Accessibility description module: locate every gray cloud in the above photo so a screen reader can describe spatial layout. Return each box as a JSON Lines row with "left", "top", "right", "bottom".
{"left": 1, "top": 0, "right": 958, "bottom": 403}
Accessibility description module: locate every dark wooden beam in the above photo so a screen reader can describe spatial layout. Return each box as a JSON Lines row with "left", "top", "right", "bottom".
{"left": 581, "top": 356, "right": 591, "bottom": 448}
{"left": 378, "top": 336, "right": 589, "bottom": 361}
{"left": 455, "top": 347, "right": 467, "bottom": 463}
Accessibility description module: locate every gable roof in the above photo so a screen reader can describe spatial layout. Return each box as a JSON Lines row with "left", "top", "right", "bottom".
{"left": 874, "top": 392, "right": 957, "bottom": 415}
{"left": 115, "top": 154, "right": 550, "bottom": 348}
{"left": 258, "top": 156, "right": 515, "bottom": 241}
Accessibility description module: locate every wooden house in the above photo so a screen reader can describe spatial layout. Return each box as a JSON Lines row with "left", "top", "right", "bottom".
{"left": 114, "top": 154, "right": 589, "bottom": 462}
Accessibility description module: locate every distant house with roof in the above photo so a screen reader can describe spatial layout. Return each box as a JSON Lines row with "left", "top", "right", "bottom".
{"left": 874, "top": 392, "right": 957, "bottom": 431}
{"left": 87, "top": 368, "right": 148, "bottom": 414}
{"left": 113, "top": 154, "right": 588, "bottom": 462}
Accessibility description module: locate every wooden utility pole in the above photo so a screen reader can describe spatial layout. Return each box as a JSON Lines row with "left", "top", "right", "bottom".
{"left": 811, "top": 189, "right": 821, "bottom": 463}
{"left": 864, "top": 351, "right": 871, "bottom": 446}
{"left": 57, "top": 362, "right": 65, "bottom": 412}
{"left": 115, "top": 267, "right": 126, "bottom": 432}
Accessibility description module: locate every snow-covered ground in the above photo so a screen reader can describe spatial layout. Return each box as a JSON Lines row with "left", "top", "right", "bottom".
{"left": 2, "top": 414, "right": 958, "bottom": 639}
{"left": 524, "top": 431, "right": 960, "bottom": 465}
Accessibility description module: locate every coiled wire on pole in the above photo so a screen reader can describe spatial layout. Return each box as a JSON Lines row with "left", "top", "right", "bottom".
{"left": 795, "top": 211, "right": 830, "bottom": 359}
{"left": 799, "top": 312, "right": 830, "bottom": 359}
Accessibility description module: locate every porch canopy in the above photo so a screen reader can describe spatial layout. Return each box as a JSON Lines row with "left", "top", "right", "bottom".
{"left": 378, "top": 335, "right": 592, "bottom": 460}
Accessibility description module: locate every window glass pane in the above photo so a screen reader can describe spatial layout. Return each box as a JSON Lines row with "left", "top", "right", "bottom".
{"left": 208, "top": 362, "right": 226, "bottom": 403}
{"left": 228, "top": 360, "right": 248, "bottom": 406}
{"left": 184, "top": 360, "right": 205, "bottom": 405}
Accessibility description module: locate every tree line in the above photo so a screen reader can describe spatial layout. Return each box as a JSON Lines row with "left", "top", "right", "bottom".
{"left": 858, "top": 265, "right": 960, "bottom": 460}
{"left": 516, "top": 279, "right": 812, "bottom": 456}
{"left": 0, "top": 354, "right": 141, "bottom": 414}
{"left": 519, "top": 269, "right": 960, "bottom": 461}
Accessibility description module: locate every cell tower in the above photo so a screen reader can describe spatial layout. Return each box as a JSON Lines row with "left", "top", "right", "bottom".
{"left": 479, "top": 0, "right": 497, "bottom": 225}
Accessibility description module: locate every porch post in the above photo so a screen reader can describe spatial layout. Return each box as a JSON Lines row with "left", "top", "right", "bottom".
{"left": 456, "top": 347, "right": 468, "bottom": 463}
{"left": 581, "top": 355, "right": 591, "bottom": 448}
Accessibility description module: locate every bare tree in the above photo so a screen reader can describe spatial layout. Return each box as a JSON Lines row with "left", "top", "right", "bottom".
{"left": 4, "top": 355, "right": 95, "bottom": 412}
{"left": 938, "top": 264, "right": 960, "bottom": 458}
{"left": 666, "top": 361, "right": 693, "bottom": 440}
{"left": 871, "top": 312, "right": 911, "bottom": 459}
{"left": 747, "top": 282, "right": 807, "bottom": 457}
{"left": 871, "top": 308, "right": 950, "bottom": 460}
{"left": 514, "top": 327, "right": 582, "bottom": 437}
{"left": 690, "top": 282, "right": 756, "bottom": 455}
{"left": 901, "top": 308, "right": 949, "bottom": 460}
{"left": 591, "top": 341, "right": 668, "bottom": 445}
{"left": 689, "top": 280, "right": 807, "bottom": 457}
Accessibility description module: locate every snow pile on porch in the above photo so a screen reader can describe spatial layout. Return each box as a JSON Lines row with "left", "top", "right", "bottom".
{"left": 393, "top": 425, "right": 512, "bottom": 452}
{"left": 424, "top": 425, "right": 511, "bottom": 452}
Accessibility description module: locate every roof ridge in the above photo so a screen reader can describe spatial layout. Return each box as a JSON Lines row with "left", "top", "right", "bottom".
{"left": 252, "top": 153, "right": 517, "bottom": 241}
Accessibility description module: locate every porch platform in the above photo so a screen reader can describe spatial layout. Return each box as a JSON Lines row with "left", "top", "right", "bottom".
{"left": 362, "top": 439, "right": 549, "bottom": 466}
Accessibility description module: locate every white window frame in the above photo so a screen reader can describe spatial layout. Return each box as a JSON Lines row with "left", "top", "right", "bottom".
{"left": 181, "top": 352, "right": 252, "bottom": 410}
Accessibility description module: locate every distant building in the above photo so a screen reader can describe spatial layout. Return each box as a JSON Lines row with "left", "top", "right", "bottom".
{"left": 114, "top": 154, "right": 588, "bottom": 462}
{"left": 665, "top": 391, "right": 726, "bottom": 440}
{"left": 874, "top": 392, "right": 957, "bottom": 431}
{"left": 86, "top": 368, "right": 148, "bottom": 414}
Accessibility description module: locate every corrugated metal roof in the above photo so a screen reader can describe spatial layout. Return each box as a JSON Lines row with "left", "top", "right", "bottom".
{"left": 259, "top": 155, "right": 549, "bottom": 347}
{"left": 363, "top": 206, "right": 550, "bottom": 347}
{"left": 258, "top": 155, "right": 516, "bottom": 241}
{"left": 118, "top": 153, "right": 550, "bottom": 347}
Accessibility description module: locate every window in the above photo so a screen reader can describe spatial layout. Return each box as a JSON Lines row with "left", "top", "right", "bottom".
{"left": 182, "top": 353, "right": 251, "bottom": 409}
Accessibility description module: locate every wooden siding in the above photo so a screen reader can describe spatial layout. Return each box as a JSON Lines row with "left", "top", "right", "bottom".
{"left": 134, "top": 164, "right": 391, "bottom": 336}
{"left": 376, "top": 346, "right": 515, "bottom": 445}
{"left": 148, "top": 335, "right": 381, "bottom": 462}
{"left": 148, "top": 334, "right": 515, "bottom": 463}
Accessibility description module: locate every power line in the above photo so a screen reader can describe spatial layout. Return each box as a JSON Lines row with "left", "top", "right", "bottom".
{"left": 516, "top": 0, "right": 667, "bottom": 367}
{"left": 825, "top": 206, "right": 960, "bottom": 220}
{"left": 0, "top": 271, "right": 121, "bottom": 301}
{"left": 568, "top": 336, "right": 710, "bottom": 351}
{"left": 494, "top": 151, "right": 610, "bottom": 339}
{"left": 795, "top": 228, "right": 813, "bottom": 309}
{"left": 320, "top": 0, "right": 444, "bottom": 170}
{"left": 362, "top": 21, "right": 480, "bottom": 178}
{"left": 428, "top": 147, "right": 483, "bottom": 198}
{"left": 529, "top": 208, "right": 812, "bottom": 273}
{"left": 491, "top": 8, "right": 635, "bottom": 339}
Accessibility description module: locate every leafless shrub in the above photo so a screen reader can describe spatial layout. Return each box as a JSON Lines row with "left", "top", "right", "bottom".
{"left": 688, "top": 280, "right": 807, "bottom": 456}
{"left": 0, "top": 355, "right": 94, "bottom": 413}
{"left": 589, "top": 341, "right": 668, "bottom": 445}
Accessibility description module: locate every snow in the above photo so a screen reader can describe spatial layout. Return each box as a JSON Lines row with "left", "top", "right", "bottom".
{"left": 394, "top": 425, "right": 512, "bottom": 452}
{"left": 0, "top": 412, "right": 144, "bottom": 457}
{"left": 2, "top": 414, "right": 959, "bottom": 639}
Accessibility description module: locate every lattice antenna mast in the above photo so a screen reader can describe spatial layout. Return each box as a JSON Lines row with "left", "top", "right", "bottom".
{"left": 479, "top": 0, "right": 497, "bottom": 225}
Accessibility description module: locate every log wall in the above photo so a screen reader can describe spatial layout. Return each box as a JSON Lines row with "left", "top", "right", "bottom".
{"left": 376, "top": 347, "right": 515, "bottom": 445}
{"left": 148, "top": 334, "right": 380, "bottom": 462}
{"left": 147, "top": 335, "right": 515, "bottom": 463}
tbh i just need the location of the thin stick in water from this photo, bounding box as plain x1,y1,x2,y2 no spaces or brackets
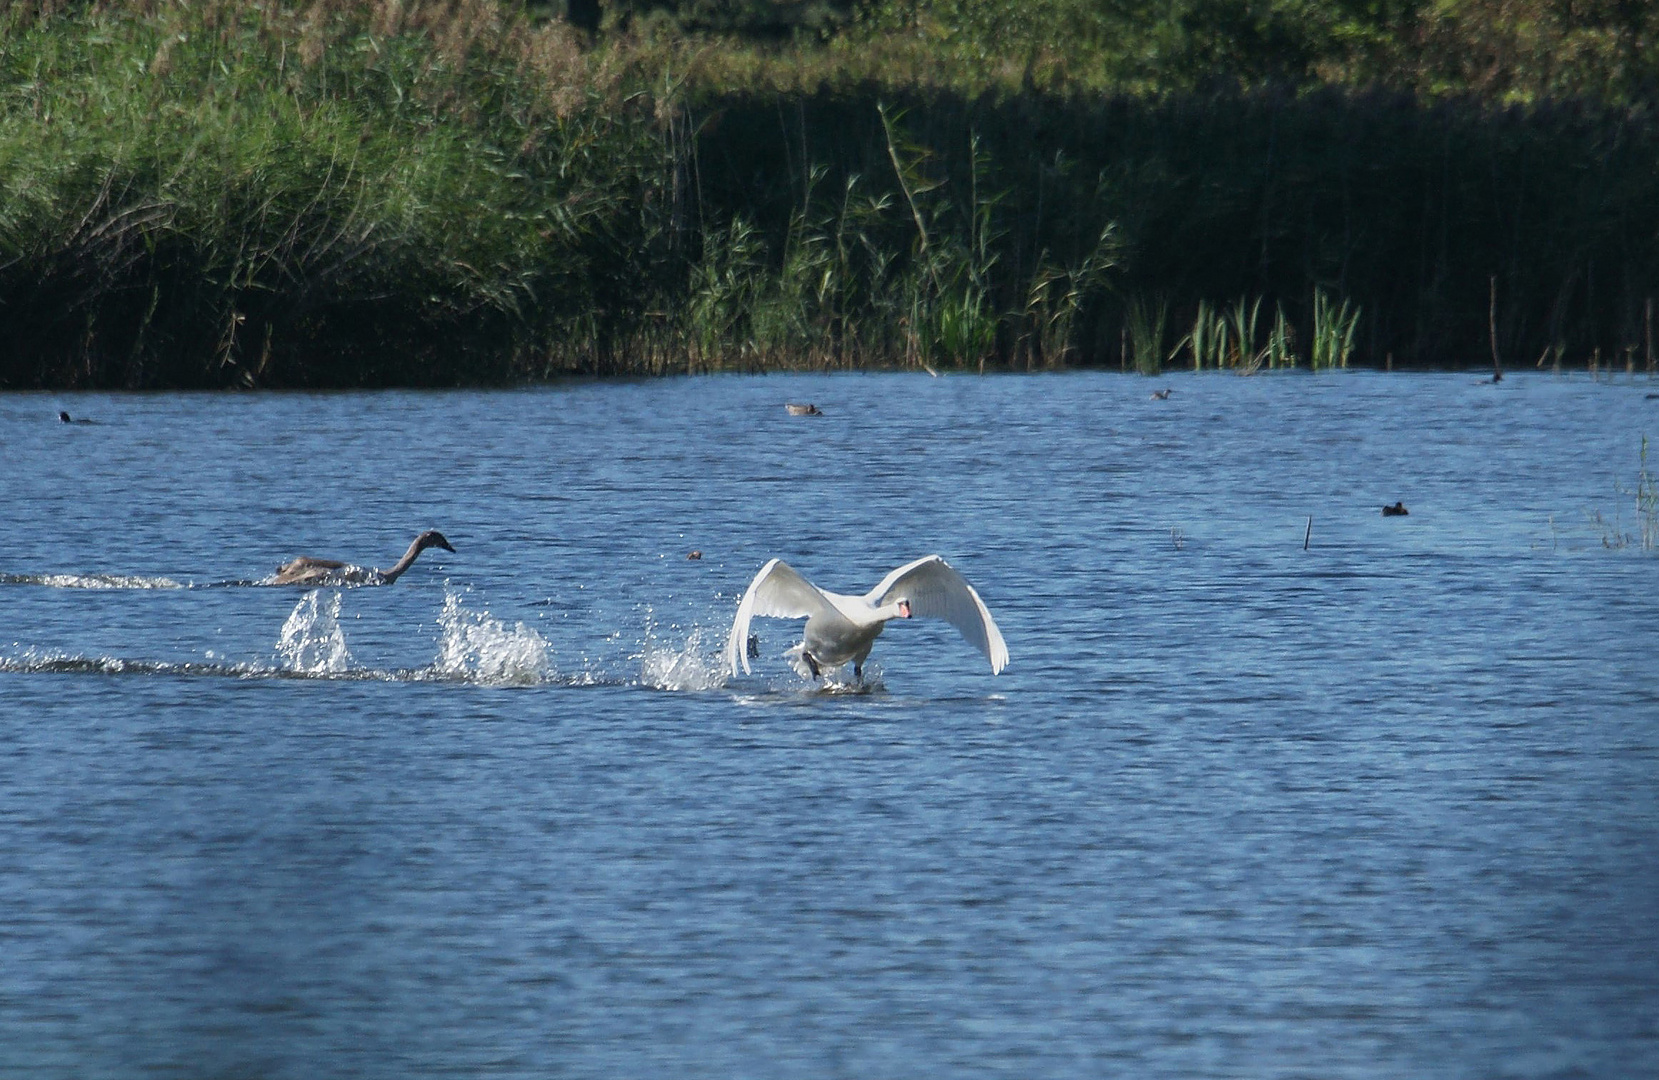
1489,275,1503,381
1647,297,1653,378
1304,516,1312,551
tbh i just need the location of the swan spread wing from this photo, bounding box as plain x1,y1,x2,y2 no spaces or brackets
726,559,840,675
866,555,1009,673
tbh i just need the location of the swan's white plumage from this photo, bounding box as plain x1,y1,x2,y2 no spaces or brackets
864,555,1009,674
725,555,1007,678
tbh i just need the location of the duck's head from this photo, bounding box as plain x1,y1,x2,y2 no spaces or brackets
418,530,456,553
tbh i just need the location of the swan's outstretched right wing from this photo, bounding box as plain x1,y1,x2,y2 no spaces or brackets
725,559,838,675
866,555,1009,674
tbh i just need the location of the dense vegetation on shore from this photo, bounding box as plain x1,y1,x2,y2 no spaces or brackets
1,0,1655,387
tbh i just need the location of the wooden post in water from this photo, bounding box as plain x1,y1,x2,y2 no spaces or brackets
1488,276,1503,382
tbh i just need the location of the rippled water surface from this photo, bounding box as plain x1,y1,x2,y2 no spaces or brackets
3,372,1657,1078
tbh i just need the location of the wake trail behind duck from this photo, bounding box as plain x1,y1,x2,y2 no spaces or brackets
0,572,185,589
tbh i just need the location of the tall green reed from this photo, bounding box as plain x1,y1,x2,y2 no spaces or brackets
1264,305,1296,369
1175,299,1229,370
1310,290,1360,369
1125,295,1169,374
1021,224,1118,369
1226,296,1264,372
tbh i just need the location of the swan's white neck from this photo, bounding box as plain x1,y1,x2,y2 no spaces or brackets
870,600,910,624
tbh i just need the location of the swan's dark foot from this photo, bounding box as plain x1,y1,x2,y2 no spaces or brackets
853,662,862,681
803,651,821,679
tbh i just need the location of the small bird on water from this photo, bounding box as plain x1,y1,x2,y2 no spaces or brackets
1150,388,1172,400
1382,502,1409,517
273,530,455,585
785,403,823,416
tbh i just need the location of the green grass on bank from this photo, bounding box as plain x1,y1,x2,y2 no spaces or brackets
604,0,1659,106
0,1,1655,387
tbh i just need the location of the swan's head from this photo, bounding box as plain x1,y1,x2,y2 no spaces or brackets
417,530,456,553
896,599,912,619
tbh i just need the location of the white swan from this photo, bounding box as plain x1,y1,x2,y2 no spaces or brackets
273,530,454,586
725,555,1008,681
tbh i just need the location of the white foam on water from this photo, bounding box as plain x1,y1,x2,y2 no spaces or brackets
0,648,263,679
276,590,352,675
1,572,184,589
0,648,157,675
639,618,729,692
433,589,551,686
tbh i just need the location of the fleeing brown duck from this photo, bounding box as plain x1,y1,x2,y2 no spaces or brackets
273,530,455,586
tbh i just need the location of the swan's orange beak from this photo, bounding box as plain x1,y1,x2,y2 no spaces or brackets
897,600,912,618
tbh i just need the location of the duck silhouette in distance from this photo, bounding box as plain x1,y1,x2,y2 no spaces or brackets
273,530,454,586
785,403,823,416
1382,502,1409,517
726,555,1008,683
58,411,96,424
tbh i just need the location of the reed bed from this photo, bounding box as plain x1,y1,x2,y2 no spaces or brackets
0,2,1656,387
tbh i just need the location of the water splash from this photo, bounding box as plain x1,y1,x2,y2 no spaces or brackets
433,589,551,686
276,591,352,675
818,670,885,694
1,572,183,589
640,621,728,692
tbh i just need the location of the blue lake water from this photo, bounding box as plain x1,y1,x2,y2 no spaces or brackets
2,371,1657,1078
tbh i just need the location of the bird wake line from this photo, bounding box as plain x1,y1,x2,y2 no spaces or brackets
7,548,1012,691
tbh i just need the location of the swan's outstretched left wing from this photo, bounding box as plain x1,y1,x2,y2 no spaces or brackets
866,555,1009,674
726,559,838,676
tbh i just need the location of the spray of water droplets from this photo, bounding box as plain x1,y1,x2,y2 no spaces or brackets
433,589,552,686
639,618,729,692
276,590,352,674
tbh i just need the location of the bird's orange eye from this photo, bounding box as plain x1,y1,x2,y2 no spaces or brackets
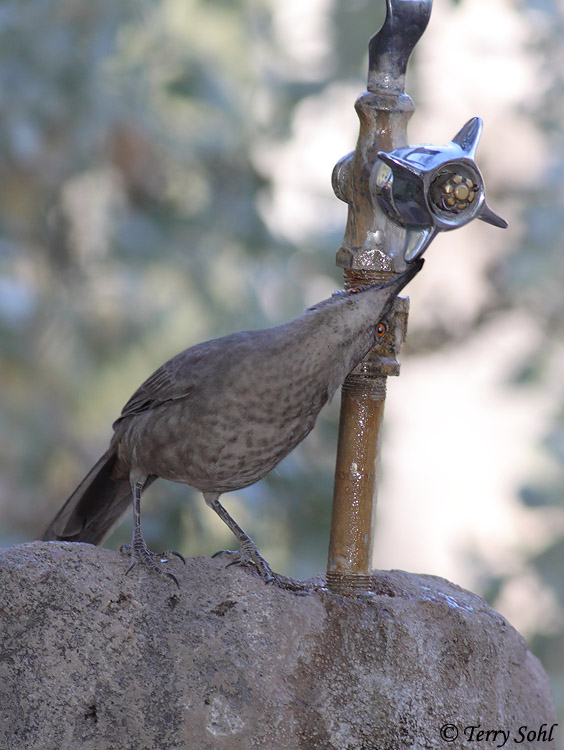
376,323,386,337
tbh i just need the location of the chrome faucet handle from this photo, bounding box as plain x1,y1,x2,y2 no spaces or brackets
374,116,508,261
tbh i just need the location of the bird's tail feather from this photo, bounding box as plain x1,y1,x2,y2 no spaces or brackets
41,449,133,546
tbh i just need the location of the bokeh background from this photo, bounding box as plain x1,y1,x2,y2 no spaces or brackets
1,0,563,725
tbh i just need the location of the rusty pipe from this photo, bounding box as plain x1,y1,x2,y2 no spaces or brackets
326,0,432,595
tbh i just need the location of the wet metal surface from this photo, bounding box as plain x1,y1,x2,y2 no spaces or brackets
326,0,432,593
328,376,386,575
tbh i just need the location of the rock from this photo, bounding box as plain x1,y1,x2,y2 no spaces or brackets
0,542,556,749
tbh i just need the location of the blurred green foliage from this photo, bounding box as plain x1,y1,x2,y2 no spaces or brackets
0,0,563,720
485,0,564,716
0,0,383,569
492,0,564,717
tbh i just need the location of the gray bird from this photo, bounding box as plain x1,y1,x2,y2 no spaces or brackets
41,259,423,586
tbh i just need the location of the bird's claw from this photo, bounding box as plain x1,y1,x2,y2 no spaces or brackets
268,573,319,594
120,543,185,588
120,543,186,564
213,542,275,584
213,544,317,594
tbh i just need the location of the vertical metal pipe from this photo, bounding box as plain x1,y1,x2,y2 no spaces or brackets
327,376,386,588
326,292,410,594
326,0,432,595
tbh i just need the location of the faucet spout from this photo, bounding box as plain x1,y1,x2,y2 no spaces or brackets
368,0,433,93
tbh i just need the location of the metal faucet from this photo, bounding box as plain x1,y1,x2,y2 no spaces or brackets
326,0,507,595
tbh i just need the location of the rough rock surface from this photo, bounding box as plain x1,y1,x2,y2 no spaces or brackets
0,542,556,750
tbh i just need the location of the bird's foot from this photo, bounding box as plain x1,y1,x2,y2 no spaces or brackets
213,543,318,594
213,540,275,584
268,573,320,595
120,542,185,588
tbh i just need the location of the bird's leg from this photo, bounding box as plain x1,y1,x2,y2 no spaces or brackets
205,493,317,593
120,480,185,588
204,493,276,584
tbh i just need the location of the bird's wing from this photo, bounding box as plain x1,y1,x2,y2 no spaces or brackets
113,330,258,425
114,348,206,423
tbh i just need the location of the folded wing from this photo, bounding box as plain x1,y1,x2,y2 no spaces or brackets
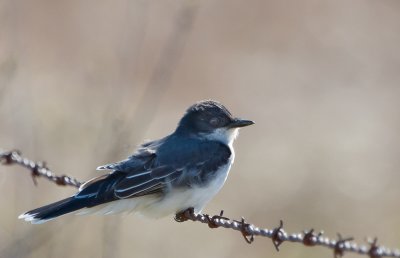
80,138,231,201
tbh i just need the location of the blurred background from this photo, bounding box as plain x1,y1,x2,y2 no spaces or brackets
1,0,400,257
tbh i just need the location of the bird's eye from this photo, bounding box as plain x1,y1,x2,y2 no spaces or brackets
209,117,220,127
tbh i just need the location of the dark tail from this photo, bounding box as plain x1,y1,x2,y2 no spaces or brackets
18,172,125,224
18,197,94,224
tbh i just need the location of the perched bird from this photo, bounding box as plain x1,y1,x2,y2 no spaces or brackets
19,100,254,224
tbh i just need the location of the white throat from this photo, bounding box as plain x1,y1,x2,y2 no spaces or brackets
201,128,239,147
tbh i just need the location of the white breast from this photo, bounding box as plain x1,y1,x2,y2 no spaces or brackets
137,128,239,217
138,154,235,218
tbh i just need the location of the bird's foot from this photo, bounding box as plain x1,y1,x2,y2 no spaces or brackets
174,207,195,222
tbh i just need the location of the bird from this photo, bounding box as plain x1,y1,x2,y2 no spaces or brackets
19,100,254,224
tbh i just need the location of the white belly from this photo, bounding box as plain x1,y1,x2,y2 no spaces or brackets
140,160,233,218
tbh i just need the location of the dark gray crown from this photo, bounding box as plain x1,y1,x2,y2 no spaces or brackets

GOAL OF THE EXERCISE:
Copy exactly the lines running from the one that holds "tbh i just need the location of the bird from" to the last line of the listing above. Include both of those lines.

TASK SOLUTION:
tbh i just need the location of the bird from this photo, bounding box as plain x1,y1,x2,y2 no spaces or brackets
19,100,254,224
tbh i just need the location of the white belly from this photo, bounding box as plain x1,y1,x2,y2 no spaces or brackets
140,160,233,218
tbh i just need the location of the dark gray crown from this photo, bounding box as plain x1,y1,x2,y2 no spaces or brackets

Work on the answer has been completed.